## WRITTEN INSTRUCTION 1
Decide whether each statement below agrees with the passage on Hosea Townsend. Answer yes or no for each, and quote the words of the passage that settle it. (a) Townsend was born in Greenwich, Ohio. (b) Townsend was elected to Congress as a Democrat. (c) During part of the Civil War, Townsend was stationed at Fort Gibson.
┌─ TEXT TO READ
Hosea Townsend

Hosea Townsend (June 16, 1840 – March 4, 1909) was an attorney and a U.S. Representative from Colorado.[1] Appointed by Presidents McKinley and Roosevelt, he was a United States judge for the southern district of the Indian Territory from 1897 to 1907.

Hosea Townsend
Member of the U.S. House of Representatives
from Colorado's at-large district
Preceded byGeorge G. Symes
Succeeded byDistrict inactive
Military service
Allegiance United States

Early life and education

Born on a farm in Greenwich, Ohio, his parents were Hiram and Eliza Townsend.[2][3] His father came to New London, Ohio from Massachusetts in 1816.[4] Townsend attended the common schools and Western Reserve College, Cleveland, Ohio, in 1860.[1]

Civil War

He was a student at the Western Reserve College at the outbreak of the American Civil War.[2] He enlisted in the Second Regiment, Ohio Volunteer Cavalry, in 1861. He was promoted to lieutenant.[1] He was stationed at Fort Gibson in Indian Territory during part of the war.[3] He contracted a case of typhoid fever and resigned in 1863 due to a disability.[1][3]

Career

He studied law and was admitted to the bar in Cleveland, Ohio, in 1864[1] or 1865.[2][3] He began practicing law in Memphis, Tennessee in 1865.[1] He served as member of the State house of representatives in 1869.[1] He practiced law in Memphis until 1881.[3]

He moved to Colorado in 1879 and settled in Silver Cliff in 1881.[1] He made and lost a fortune in the mining business.[2] Townsend was elected as a Republican to the Fifty-first and Fifty-second Congresses (March 4, 1889 – March 3, 1893). He was an unsuccessful candidate for renomination in 1892. He served as delegate to the Republican National Convention in 1892.[1] He was a United States judge for the southern district of the Indian Territory from 1897 to 1907.[1] He served on the Court of Appeals.[3] He was first appointed by President William McKinley and he was re-appointed by President Theodore Roosevelt in 1902 and 1906.[5] Oklahoma achieved statehood in 1907 and the Indian Territory court was closed.[2] He remained in Ardmore and practiced law.[2]

Townsend had a forceful personality. In one case, a Seventh Day Adventist refused to perform jury duty on a Sunday, and Townsend found him in contempt of court. He discharged a jury that returned a verdict with which he disagreed saying it was "discharged for the term, and I never want to see any of you in my court again." Yet he extended leniency to a bootlegger whose family needed him at home to keep food on the table.
└─
┌─ DATA SUPPLIED
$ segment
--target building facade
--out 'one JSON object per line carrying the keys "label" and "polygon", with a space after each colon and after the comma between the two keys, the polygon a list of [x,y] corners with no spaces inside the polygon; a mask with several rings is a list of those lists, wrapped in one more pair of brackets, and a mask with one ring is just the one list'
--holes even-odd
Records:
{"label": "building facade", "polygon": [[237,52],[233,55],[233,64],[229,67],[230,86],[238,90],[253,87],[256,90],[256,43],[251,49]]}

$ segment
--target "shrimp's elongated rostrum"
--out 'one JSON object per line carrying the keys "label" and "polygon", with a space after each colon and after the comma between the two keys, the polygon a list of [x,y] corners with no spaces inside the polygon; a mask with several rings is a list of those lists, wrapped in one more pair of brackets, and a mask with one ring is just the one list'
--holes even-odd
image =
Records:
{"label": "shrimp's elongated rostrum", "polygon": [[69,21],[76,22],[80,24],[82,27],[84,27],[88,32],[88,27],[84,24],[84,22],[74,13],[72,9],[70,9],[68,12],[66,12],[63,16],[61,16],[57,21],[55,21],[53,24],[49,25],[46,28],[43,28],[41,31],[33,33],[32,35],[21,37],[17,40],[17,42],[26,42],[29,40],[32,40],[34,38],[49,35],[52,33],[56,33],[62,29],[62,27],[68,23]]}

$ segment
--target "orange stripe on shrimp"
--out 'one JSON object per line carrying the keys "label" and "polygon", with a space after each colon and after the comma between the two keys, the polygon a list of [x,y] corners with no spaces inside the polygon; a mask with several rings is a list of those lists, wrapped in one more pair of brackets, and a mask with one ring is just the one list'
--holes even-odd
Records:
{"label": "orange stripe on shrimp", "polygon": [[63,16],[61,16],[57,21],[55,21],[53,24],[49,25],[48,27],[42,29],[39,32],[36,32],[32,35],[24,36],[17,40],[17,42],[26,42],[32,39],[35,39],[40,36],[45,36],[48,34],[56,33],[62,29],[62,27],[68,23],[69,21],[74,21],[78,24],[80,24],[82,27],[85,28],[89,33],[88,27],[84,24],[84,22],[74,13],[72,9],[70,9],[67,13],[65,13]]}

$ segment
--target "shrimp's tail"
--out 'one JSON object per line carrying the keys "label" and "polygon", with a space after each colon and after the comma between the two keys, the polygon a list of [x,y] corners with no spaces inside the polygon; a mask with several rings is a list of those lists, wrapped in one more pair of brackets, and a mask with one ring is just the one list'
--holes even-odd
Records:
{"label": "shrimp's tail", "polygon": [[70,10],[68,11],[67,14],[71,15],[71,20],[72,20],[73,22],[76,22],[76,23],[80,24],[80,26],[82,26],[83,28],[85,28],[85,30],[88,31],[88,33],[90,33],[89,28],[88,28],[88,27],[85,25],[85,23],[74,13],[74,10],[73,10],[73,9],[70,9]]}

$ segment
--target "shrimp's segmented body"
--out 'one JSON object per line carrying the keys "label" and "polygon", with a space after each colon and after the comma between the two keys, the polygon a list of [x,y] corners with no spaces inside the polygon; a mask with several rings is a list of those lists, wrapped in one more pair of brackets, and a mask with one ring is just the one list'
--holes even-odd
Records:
└─
## WRITTEN INSTRUCTION 2
Gather every line of the listing that contains the string "target".

## EXPECTED OUTPUT 1
(a) Yes: "Born on a farm in Greenwich, Ohio"
(b) No: "Townsend was elected as a Republican to the Fifty-first and Fifty-second Congresses"
(c) Yes: "He was stationed at Fort Gibson in Indian Territory during part of the war."

## EXPECTED OUTPUT 2
--target building facade
--target "shrimp's elongated rostrum"
--target "orange stripe on shrimp"
--target "shrimp's tail"
--target "shrimp's segmented body"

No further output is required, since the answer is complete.